#### [Input records]
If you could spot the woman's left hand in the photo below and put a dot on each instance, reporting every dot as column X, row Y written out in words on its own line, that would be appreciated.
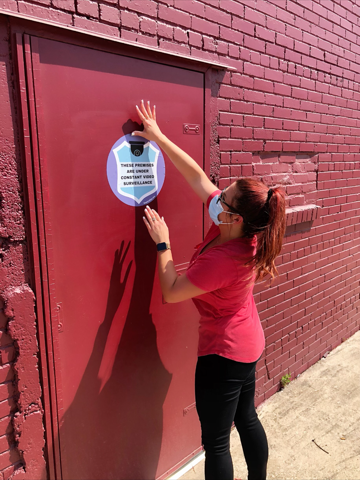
column 156, row 226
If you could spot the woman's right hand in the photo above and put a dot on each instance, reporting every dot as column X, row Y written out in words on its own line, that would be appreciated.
column 151, row 130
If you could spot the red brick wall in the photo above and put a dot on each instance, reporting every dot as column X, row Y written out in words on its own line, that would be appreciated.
column 289, row 114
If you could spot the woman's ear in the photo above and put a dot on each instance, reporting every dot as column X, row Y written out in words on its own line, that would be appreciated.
column 238, row 219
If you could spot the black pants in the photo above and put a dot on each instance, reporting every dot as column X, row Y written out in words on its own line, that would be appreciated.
column 224, row 391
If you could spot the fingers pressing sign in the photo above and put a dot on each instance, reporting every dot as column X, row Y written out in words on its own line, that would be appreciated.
column 156, row 226
column 148, row 117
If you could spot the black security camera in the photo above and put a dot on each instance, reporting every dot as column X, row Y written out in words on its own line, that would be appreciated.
column 137, row 148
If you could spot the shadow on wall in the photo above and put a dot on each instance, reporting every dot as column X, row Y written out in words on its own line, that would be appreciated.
column 116, row 428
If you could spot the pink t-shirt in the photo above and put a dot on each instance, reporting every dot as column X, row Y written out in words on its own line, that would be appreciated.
column 229, row 324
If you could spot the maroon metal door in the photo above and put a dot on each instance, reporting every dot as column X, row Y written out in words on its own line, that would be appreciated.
column 124, row 362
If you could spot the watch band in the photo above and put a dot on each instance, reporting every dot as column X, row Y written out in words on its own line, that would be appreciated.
column 162, row 246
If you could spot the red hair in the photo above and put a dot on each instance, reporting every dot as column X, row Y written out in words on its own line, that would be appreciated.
column 263, row 212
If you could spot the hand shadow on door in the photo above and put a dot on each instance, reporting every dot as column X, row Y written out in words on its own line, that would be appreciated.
column 116, row 433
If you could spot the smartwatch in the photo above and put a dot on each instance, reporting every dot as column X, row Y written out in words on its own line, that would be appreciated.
column 162, row 246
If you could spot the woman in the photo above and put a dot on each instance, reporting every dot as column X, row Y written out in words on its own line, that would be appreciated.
column 240, row 248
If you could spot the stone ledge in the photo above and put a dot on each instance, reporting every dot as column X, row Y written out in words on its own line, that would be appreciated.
column 301, row 214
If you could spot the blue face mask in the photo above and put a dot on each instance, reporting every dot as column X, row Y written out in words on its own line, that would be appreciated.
column 215, row 208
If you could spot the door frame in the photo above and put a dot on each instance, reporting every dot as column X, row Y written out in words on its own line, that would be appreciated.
column 48, row 318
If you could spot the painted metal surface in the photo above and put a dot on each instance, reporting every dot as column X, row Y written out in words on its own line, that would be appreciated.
column 124, row 361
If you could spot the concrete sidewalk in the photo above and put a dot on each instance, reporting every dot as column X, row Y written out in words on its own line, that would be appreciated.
column 313, row 425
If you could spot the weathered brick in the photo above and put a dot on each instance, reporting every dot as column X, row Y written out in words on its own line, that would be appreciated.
column 110, row 14
column 174, row 16
column 88, row 8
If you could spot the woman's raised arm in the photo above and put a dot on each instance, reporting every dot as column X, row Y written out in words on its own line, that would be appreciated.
column 189, row 169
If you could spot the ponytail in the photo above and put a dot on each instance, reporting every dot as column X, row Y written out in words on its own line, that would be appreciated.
column 263, row 212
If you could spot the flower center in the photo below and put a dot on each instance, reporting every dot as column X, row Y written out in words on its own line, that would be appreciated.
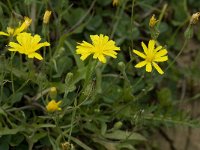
column 150, row 58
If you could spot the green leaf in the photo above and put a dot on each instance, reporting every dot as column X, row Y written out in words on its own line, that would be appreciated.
column 7, row 131
column 16, row 139
column 124, row 135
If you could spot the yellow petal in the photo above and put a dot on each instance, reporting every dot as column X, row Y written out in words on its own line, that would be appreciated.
column 148, row 67
column 15, row 47
column 41, row 45
column 161, row 59
column 139, row 54
column 151, row 45
column 144, row 48
column 161, row 53
column 35, row 55
column 84, row 56
column 141, row 64
column 102, row 58
column 4, row 33
column 158, row 48
column 157, row 68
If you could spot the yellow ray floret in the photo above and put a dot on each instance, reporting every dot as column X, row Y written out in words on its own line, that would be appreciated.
column 28, row 45
column 22, row 27
column 151, row 56
column 101, row 46
column 53, row 106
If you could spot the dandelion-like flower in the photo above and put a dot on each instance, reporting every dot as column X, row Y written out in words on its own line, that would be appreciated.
column 115, row 2
column 151, row 56
column 152, row 21
column 53, row 106
column 46, row 16
column 14, row 32
column 28, row 45
column 100, row 47
column 195, row 17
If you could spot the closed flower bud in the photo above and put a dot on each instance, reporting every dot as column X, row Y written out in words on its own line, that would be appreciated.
column 118, row 125
column 53, row 92
column 121, row 66
column 53, row 106
column 152, row 21
column 46, row 17
column 195, row 17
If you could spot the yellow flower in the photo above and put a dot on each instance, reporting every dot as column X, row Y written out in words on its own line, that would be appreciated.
column 101, row 46
column 115, row 2
column 28, row 45
column 151, row 56
column 195, row 17
column 46, row 17
column 14, row 32
column 53, row 106
column 153, row 21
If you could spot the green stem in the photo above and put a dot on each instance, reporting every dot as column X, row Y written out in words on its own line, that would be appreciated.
column 72, row 120
column 11, row 74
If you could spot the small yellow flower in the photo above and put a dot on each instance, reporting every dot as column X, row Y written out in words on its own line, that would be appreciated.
column 53, row 92
column 46, row 17
column 28, row 45
column 115, row 2
column 151, row 56
column 101, row 46
column 14, row 32
column 153, row 21
column 195, row 17
column 53, row 106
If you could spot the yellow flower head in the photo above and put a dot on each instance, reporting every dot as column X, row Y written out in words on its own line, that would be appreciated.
column 14, row 32
column 46, row 17
column 28, row 45
column 115, row 2
column 151, row 56
column 195, row 17
column 153, row 21
column 53, row 106
column 101, row 46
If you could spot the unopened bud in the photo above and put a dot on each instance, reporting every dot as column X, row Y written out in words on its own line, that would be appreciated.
column 118, row 125
column 195, row 17
column 46, row 17
column 153, row 21
column 53, row 93
column 121, row 66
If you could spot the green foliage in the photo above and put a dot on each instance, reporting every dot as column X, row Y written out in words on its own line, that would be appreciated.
column 104, row 106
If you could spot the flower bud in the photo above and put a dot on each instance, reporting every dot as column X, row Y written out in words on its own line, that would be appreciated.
column 118, row 125
column 195, row 17
column 121, row 66
column 53, row 92
column 153, row 21
column 46, row 17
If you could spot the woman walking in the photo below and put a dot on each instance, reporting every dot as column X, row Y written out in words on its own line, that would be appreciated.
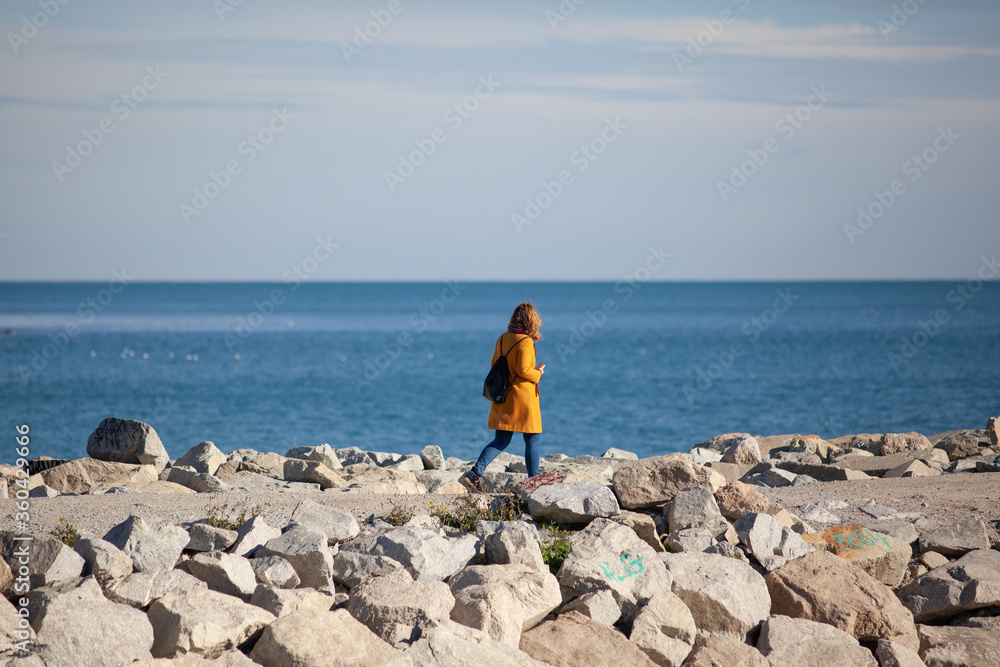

#### [Problem details]
Please give all of the data above as a numbered list, leaving out blank lines and the pictures.

#### [The result]
1. If you could spot the woman's left hand in the photo below and put a dot on each instance, reporting every dot as column X, row Y written out in words on its own line, that would be appreciated.
2. column 156, row 226
3. If you could spot the woman's right hand in the photo above and put a dot on each instance, reporting every dot as column X, row Y written out in words on its own line, that would be appreciated.
4. column 151, row 130
5. If you could spot the red brick wall in the photo above and put a dot on each instance, reporting every dot as column X, row Y written out in words on its own line, that would be appreciated.
6. column 289, row 114
7. If you could spot the woman's ear in the photo above and put a dot on each instance, reporting every dot as column X, row Y written out in words on its own line, that would be appreciated.
8. column 238, row 219
9. If you could spot the black pants in the photo above and put a dot on each instance, reporting every dot as column X, row Y written out in words on its own line, that would be appreciated.
10. column 224, row 391
11. If you could spot the fingers pressing sign in the photo above and put a dot on each instance, reporting every dot as column X, row Y written out in words on its own line, that would be appreciated.
12. column 156, row 226
13. column 148, row 117
14. If you could spot the black security camera in the photo above and put a dot on each instance, reporting every dot as column X, row Y written out in words on its own line, that would be appreciated.
15. column 137, row 148
16. If you could spot the shadow on wall in the photo above and put a dot on each instance, reporting every dot as column X, row Y written out in words on its own line, that would be appreciated.
17. column 116, row 428
18. If you could spot the pink t-shirt in the photo above and put a dot on each instance, reporting every dot as column X, row Y written out in words on its own line, that would be appreciated.
19. column 229, row 324
20. If you could spot the maroon metal door in the photo above and put a dot on each instance, reporting every dot as column X, row Y written out in words on its own line, that would be appreciated.
21. column 124, row 362
22. If you could spot the watch band in the photo above and put a dot on each instance, reporting every dot as column X, row Y written out in words on its own line, that would be appreciated.
23. column 162, row 246
24. If you could spot the red hair in the photo above and put a dot on each instance, reporting every dot as column X, row Y written out in words on its own line, that would be appreciated.
25. column 263, row 212
26. If you could spot the hand shadow on door in the photo above and put a dot on each instance, reporting every dot as column X, row Y written out in words on its own line, that would be appreciated.
27. column 116, row 433
28. If you could spot the smartwatch in the photo above and put a dot on each instance, reporting every dot as column X, row Y written out in words on its own line, that would be appreciated.
29. column 162, row 246
30. If you could spot the woman in the photo above and put a dot on each instance, reporting every dot as column X, row Y written out in words on its own line, that would be appreciated.
31. column 240, row 248
32. If you could spot the stone ledge in the photo above and put a dot on each instance, reporting every dot as column X, row Y written out in words on its own line, that would be appreciated.
33. column 301, row 214
34. If you could spot the blue face mask in the photo above and put a dot on each instance, reporting every dot as column X, row Y written out in words on its own line, that would be appreciated.
35. column 215, row 208
36. If you could spot the door frame in the photo above and put a dot on each instance, reporting every dot as column X, row Y written out in words on its own line, that would be appreciated.
37. column 48, row 318
38. If you could spot the painted metal surface in the photo above and put a dot on each instance, reporting every dot as column X, row Y written out in words on its own line, that would be appreciated.
39. column 124, row 361
40. If you could spot the concrete sidewalk in the photo above and put a dot on each instance, reporting every dot as column X, row Y written out in words on its own line, that would be appreciated.
41. column 313, row 425
42. If you could spot the weathered brick in the photo above and put a dot on each instance, reporting every dot as column X, row Y written out in words on its own line, that would be appreciated.
43. column 110, row 14
44. column 174, row 16
45. column 88, row 8
46. If you could spot the woman's raised arm in the photo above and put a dot on each instance, reporting every dot as column X, row Y written out in words on its own line, that would be appreciated.
47. column 189, row 169
48. If you could spot the ponytail in the photo above and put a dot on each instance, reporting every dot as column X, row Y written out in words on its own line, that would be appreciated.
49. column 263, row 212
50. If you could spot the flower center in the photo below and put a dot on each instance, reporting every dot as column X, row Y written out in words on its own line, that would be appreciated.
51. column 150, row 58
52. If you could spot the green leaf in the photo above and put a dot on each instance, reporting every dot as column X, row Y written out in words on its own line, that would be appreciated.
53. column 7, row 131
54. column 16, row 139
55. column 124, row 135
56. If you could spot the yellow petal in the photo above and put a dot on each instance, reporting every dot as column X, row Y written out in words on its own line, that would be appreciated.
57. column 148, row 67
58. column 15, row 47
59. column 41, row 45
60. column 161, row 59
61. column 139, row 54
62. column 151, row 45
63. column 144, row 48
64. column 161, row 53
65. column 35, row 55
66. column 84, row 56
67. column 141, row 64
68. column 102, row 58
69. column 4, row 33
70. column 158, row 48
71. column 157, row 68
72. If you could spot the yellow ray floret in the photo above and put a dot on each instance, reporting every dot as column X, row Y written out in words on its own line, that would be appreciated.
73. column 28, row 45
74. column 22, row 27
75. column 151, row 56
76. column 101, row 46
77. column 53, row 106
78. If you could spot the dandelion-like flower in the photo above and put a dot on each instance, reporting every dot as column X, row Y written out in words on its own line, that would be appreciated.
79. column 115, row 2
80. column 151, row 56
81. column 152, row 21
82. column 53, row 106
83. column 46, row 16
84. column 14, row 32
85. column 28, row 45
86. column 100, row 47
87. column 195, row 17
88. If you could spot the closed flower bud in the photo above and put a dot on each instance, reporting every dot as column X, row Y written out in words on its own line, that would be appreciated.
89. column 118, row 125
90. column 53, row 92
91. column 121, row 66
92. column 53, row 106
93. column 152, row 21
94. column 46, row 17
95. column 195, row 17
96. If you could spot the yellow flower in the photo above and put a dot on each instance, reporting every dot as column X, row Y written out in words on its own line, that would be appreciated.
97. column 101, row 46
98. column 115, row 2
99. column 28, row 45
100. column 151, row 56
101. column 195, row 17
102. column 46, row 17
103. column 14, row 32
104. column 53, row 106
105. column 153, row 21
106. If you could spot the green stem in the photo above and put a dot on each instance, reporting every dot as column X, row Y written out in words on its own line, that would be appreciated.
107. column 72, row 120
108. column 11, row 74
109. If you could spot the small yellow flower in the photo above and put a dot on each instance, reporting every dot as column X, row Y written out in words on its own line, that would be appreciated.
110. column 53, row 92
111. column 46, row 17
112. column 28, row 45
113. column 115, row 2
114. column 151, row 56
115. column 101, row 46
116. column 14, row 32
117. column 153, row 21
118. column 195, row 17
119. column 53, row 106
120. If you could spot the yellow flower head in the photo above and put a dot on each instance, reporting every dot as column X, row Y written out in words on its own line, that would be appreciated.
121. column 14, row 32
122. column 46, row 17
123. column 28, row 45
124. column 115, row 2
125. column 151, row 56
126. column 195, row 17
127. column 153, row 21
128. column 53, row 106
129. column 101, row 46
130. If you could spot the unopened bud in the photo above and put a dot on each instance, reporting every dot as column X, row Y written out in words on its own line, that would be appreciated.
131. column 118, row 125
132. column 195, row 17
133. column 46, row 17
134. column 153, row 21
135. column 53, row 93
136. column 121, row 66
137. If you could spot the green foliage in the photo above and put a dot on each instance, reporting every dot as column X, row Y written out in words on its own line, that would be appreciated.
138. column 104, row 106
139. If you could spot the flower bud in the photo above and put a dot on each instance, reporting every dot as column X, row Y written out in words on its own line, that would be appreciated.
140. column 118, row 125
141. column 195, row 17
142. column 121, row 66
143. column 53, row 92
144. column 153, row 21
145. column 46, row 17
146. If you could spot the woman walking in the photo below and put a dot on each instance, reporting every dot as column X, row Y written out in words on its own line, that would be appreciated.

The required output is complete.